What You Need To Know About Melancholic Depression

Do you suffer from depression, but nothing improves your mood? Do you struggle to respond positively to good news? Do you sometimes lose the battle to get out of bed in the morning? Do you feel like your depression symptoms are just more extreme?

You might have depression with melancholic features, a severe, debilitating form of clinical depression. It makes daily activities unenjoyable, but what differentiates it from regular depression? Let’s take a look.

What is Melancholic Depression?

For a health professional to diagnose you with depression, you must be experiencing symptoms such as persistent feelings of sadness or hopelessness, irritability, fatigue, change in appetite, increased or decreased eating and sleeping, brain fog or difficulty concentrating, feelings of shame or guilt, and thinking about passively dying or suicide. The most common diagnosis is major depressive disorder (MDD.)

Previously its own disorder, melancholic depression is now a subtype of MDD. On top of the standard MDD symptoms, features of depression with melancholy include:

  • Worse depression symptoms in the morning hours
  • Lack of emotion, even positive ones
  • Loss of pleasure, called anhedonia
  • Extreme agitation
  • Worsening sense of despair
  • Deep feelings of worthlessness
  • Hypersomnia or excessive sleep
  • Early morning wakings
  • Inability to get out of bed, medically called anergia
  • Significant weight loss
  • Slowed speech or decreased movement

Diagnosing Melancholic Depression

Your depression cannot be related to grief, physical ailments, or substance use to receive an official diagnosis of melancholic depression. Your treatment team will likely want to rule out the following disorders as well:

  1. Persistent Depressive Disorder

    Also called dysthymia, this disorder has more mild symptoms than MDD, but the symptoms persist for two years or more.

  2. Premenstrual Dysphoric Disorder

    Similar to MDD, but the onset and resolution of symptoms are in time with menstruation instead of more constant. The symptoms must also disrupt your daily life or cause significant distress.

  3. Bipolar Disorder

    Formerly manic depression, you can suffer extreme mood changes ranging from mania to deep depression. The depression phase can look very similar to melancholic depression.

## TO DO:
According to the text on melancholic depression, what is the medical term for the inability to get out of bed? The saved entries are not needed for anything here.

Saved entries:
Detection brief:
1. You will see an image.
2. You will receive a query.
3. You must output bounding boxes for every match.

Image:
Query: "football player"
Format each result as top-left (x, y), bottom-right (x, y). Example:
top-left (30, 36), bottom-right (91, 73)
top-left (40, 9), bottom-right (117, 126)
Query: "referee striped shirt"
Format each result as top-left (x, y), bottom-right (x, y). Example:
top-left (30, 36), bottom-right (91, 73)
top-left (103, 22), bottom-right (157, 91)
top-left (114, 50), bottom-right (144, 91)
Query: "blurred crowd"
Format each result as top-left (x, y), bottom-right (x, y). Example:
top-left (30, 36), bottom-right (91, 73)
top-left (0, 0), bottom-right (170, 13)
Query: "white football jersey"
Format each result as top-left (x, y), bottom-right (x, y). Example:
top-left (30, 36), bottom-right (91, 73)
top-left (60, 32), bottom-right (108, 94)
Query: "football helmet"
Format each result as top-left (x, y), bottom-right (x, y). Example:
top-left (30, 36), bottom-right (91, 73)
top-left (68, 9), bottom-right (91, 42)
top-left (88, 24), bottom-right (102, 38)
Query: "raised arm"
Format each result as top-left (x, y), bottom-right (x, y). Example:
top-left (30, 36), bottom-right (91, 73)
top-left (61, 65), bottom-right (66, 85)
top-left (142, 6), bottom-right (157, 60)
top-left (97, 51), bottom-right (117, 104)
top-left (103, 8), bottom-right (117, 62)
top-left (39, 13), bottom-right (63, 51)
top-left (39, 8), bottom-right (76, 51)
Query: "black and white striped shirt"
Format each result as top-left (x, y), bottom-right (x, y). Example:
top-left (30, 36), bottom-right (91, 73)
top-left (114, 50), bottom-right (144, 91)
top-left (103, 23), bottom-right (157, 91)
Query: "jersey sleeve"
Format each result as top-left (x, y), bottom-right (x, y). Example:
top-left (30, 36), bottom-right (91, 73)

## REPLY TO THE TASK:
Anergia.